TASK INPUTS:
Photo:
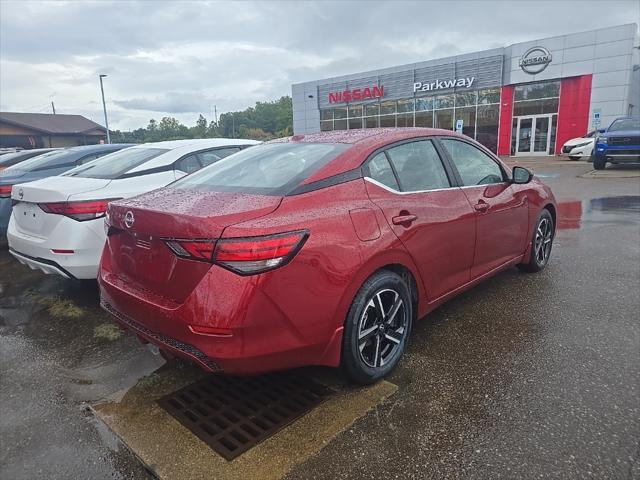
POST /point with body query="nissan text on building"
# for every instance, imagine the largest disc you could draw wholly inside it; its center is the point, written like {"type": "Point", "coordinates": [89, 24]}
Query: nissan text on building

---

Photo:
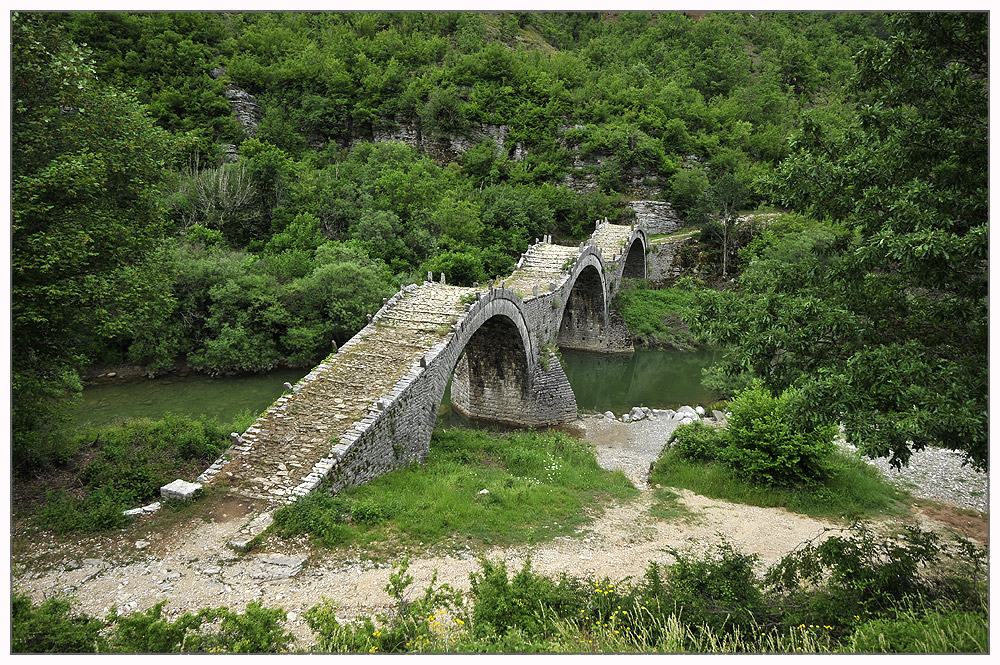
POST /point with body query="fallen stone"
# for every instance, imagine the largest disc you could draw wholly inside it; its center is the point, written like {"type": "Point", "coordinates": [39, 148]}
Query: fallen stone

WRITTEN REQUEST:
Count the lines in the records above that contain the string "could", treating uppercase and lowercase letters as distinct. Give only the number.

REPLY TO THE TASK:
2